Point-per-instance localization data

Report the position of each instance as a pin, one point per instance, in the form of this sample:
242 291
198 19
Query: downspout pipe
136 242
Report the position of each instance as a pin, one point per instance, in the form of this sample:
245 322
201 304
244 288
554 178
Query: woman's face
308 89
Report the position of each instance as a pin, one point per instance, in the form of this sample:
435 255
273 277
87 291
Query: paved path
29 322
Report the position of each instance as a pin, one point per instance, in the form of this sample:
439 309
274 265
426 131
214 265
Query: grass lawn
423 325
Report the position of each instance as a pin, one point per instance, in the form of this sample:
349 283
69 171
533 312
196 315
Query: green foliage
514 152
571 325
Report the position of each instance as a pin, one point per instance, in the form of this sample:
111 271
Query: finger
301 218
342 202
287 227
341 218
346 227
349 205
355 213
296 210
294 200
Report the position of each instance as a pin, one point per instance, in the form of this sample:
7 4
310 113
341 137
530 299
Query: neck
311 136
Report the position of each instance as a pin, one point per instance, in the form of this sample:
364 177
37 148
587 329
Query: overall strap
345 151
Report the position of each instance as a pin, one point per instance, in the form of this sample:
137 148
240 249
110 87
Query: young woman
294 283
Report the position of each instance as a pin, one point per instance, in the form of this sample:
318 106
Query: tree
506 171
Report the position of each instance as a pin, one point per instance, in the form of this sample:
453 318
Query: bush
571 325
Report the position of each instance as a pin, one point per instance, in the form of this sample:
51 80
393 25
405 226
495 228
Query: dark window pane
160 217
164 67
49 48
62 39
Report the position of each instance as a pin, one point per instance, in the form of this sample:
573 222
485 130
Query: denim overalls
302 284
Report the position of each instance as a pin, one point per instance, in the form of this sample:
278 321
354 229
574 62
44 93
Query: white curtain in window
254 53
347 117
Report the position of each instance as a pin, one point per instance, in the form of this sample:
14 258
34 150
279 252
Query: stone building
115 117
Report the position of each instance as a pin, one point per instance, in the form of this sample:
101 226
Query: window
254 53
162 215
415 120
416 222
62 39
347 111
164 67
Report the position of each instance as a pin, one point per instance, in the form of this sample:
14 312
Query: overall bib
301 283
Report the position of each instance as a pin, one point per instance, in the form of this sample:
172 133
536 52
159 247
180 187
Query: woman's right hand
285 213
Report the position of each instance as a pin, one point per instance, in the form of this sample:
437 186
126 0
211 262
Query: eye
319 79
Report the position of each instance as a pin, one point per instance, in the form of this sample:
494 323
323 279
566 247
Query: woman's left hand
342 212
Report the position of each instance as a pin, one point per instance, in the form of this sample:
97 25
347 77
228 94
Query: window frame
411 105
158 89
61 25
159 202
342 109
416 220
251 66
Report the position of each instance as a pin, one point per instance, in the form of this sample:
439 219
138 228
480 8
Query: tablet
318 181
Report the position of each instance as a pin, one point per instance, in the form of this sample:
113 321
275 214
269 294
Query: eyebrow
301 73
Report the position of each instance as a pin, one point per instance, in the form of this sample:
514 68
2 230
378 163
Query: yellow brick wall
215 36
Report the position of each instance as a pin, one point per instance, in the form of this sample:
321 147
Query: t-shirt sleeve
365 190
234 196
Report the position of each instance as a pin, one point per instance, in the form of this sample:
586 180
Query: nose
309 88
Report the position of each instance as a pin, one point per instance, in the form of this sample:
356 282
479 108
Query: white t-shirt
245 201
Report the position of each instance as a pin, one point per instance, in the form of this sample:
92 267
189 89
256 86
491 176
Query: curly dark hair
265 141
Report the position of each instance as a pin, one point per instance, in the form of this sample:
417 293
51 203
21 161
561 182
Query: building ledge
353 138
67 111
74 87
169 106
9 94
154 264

• Problem description:
The line containing "Query: eyebrow" marks where to begin; copy it and every later line exactly, through the end of the data.

• Response to the exercise:
Query: eyebrow
301 73
Report the position of each instance as a pin, one point per instance, in the form of this sample:
514 68
2 230
378 163
Query: yellow brick wall
215 36
Report the position of each instance as a pin, one point per instance, in the form of this sample:
321 147
Query: t-shirt sleeve
365 190
234 196
Report the position of each instance as a pin, one point per instance, in the form of this sample:
586 180
Query: nose
309 88
Report the position of each instance as a pin, one point per instance, in the form of this sample:
356 282
479 108
Query: white t-shirt
245 201
Report the position of each instance as a pin, one point per instance, in the form of this sample:
92 267
189 89
256 86
491 176
Query: curly dark hair
265 141
Report the position of each instance as a pin, one point per instance, in the form of this sample:
417 293
51 203
21 161
561 182
Query: building ledge
353 138
67 111
74 87
169 106
9 94
154 264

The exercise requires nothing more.